╔══

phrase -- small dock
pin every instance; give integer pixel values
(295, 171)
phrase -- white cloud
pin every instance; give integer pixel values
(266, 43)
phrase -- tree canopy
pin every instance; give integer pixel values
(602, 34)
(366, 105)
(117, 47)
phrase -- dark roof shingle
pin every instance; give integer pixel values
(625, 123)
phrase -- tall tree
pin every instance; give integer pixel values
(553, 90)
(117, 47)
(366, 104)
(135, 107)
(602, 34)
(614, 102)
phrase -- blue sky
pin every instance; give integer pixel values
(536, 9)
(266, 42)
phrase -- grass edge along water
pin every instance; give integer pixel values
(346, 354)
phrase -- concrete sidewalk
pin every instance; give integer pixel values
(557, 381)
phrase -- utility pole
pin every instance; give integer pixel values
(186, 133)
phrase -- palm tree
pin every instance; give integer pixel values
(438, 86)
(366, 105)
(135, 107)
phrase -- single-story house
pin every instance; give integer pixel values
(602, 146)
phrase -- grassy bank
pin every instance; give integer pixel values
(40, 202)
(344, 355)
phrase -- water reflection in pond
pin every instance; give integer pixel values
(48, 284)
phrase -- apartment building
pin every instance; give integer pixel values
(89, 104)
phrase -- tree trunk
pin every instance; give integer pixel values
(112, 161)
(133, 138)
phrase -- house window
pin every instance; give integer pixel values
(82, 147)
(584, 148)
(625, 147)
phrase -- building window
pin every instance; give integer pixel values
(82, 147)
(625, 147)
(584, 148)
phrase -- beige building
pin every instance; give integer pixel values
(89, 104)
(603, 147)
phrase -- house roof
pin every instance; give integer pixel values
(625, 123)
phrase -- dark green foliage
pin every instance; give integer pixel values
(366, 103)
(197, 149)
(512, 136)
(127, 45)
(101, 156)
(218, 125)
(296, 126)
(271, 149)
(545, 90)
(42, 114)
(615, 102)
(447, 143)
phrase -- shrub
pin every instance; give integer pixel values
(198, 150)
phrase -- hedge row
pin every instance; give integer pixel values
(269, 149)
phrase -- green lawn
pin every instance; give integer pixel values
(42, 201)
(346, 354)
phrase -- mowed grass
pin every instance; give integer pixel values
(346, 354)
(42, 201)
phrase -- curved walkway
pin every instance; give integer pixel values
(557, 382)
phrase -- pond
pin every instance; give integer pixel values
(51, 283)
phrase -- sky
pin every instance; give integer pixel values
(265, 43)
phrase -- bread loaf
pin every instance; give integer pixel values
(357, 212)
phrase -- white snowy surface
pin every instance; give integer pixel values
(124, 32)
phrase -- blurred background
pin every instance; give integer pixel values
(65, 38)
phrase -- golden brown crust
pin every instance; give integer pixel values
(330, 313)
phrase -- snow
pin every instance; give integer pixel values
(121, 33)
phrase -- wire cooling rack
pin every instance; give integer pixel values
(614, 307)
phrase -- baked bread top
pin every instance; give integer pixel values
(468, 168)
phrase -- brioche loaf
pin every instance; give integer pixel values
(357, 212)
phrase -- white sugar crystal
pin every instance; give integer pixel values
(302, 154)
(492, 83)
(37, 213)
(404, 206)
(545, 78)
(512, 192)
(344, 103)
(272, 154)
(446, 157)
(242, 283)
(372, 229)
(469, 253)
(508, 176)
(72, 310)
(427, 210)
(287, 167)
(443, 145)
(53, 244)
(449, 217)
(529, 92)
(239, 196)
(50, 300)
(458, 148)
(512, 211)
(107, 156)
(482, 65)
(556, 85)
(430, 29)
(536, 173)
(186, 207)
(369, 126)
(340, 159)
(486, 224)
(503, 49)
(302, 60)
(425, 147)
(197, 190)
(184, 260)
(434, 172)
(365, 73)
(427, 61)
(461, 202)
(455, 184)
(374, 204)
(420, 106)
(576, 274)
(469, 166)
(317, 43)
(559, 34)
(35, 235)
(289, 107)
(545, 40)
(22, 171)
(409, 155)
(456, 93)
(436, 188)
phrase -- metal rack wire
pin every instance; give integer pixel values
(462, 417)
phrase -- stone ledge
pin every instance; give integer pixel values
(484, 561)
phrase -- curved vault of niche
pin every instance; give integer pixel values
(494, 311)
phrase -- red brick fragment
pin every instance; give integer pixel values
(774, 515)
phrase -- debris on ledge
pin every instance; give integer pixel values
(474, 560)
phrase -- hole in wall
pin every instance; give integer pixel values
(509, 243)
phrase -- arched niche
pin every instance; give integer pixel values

╚══

Write out the material exactly as given.

phrase -- small dock
pin every instance; give integer pixel values
(295, 171)
phrase -- white cloud
pin every instance; give integer pixel values
(266, 43)
phrase -- tree canopy
pin every instance; give integer pixel values
(602, 34)
(366, 105)
(117, 47)
phrase -- dark roof shingle
pin every instance; give integer pixel values
(625, 123)
phrase -- tall tree
pin every instance; give integer pixel values
(553, 90)
(117, 47)
(366, 104)
(135, 107)
(602, 34)
(614, 102)
phrase -- blue sky
pin every instance; give integer pixel values
(536, 9)
(266, 42)
phrase -- grass edge along water
pin every instance; give integer pixel values
(346, 354)
phrase -- concrete sidewalk
pin every instance; give integer pixel values
(557, 381)
phrase -- utility pole
pin every instance; give integer pixel values
(186, 133)
phrase -- palm tree
pin every instance; give integer pixel values
(438, 86)
(366, 105)
(135, 107)
phrase -- single-story house
pin every instance; give integer pixel values
(602, 146)
phrase -- grassy bank
pin every instance; give integer pixel values
(40, 202)
(344, 355)
phrase -- water reflection in pond
pin every instance; give integer pixel values
(48, 284)
phrase -- apartment building
pin every instance; give integer pixel values
(89, 104)
phrase -- tree trunk
pin every instance; give integer pixel values
(112, 161)
(133, 138)
phrase -- house window
pin every instance; give integer pixel values
(82, 147)
(584, 148)
(625, 147)
phrase -- building window
pin every instance; give integer pixel values
(82, 147)
(625, 147)
(584, 148)
phrase -- beige building
pin every instance; give integer pixel values
(89, 104)
(603, 147)
phrase -- house roof
pin every instance; give integer pixel values
(625, 123)
phrase -- dark green foliage
pin every instance; give integer pixel values
(366, 103)
(197, 149)
(512, 136)
(127, 45)
(101, 156)
(218, 125)
(296, 126)
(271, 149)
(545, 90)
(42, 114)
(615, 102)
(447, 143)
phrase -- shrub
pin every instance; give integer pixel values
(198, 150)
phrase -- hedge row
pin every instance; give integer pixel values
(269, 149)
phrase -- green lawn
pin every instance; give integer pixel values
(42, 201)
(346, 354)
phrase -- mowed grass
pin every instance; give integer pixel values
(346, 354)
(42, 201)
phrase -- curved walkway
pin every instance; give integer pixel values
(557, 382)
phrase -- pond
pin every instance; give integer pixel values
(51, 283)
phrase -- sky
pin every instance; give integer pixel values
(265, 43)
phrase -- bread loaf
pin every instance; give integer pixel values
(357, 212)
phrase -- white snowy surface
pin every instance; give integer pixel values
(124, 32)
phrase -- blurred background
pin every instance; give integer pixel values
(65, 38)
phrase -- golden brown crust
pin every instance; give integer pixel values
(330, 313)
phrase -- snow
pin every instance; give integer pixel values
(121, 33)
phrase -- wire cooling rack
pin every instance; give integer pixel values
(614, 307)
phrase -- baked bread top
pin every instance; give integer pixel values
(468, 168)
phrase -- brioche loaf
pin every instance; give integer pixel values
(357, 212)
phrase -- white sugar crystal
pin every instance; give integer pixel values
(302, 154)
(492, 83)
(37, 213)
(404, 206)
(545, 78)
(512, 192)
(344, 103)
(272, 154)
(446, 157)
(242, 283)
(372, 229)
(469, 253)
(508, 176)
(72, 310)
(427, 210)
(287, 167)
(443, 145)
(53, 244)
(449, 217)
(529, 92)
(239, 196)
(50, 300)
(458, 148)
(512, 211)
(107, 156)
(482, 65)
(556, 85)
(430, 29)
(536, 173)
(186, 207)
(369, 126)
(340, 159)
(486, 224)
(503, 49)
(302, 60)
(425, 147)
(197, 190)
(184, 260)
(434, 172)
(365, 73)
(427, 61)
(461, 202)
(455, 184)
(374, 204)
(420, 106)
(576, 274)
(469, 166)
(317, 43)
(559, 34)
(35, 235)
(289, 107)
(545, 40)
(22, 171)
(409, 155)
(456, 93)
(436, 188)
phrase -- metal rack wire
pin every instance; give integer pixel values
(462, 417)
phrase -- stone ledge
pin every instance; give integer pixel values
(484, 561)
phrase -- curved vault of niche
pin every instance; give integer pixel values
(494, 311)
phrase -- red brick fragment
pin every instance; give integer pixel values
(774, 515)
phrase -- debris on ledge
pin every instance; give integer pixel values
(474, 560)
phrase -- hole in wall
pin every instance; give integer pixel values
(509, 243)
phrase -- arched niche
pin every instance; give integer pixel values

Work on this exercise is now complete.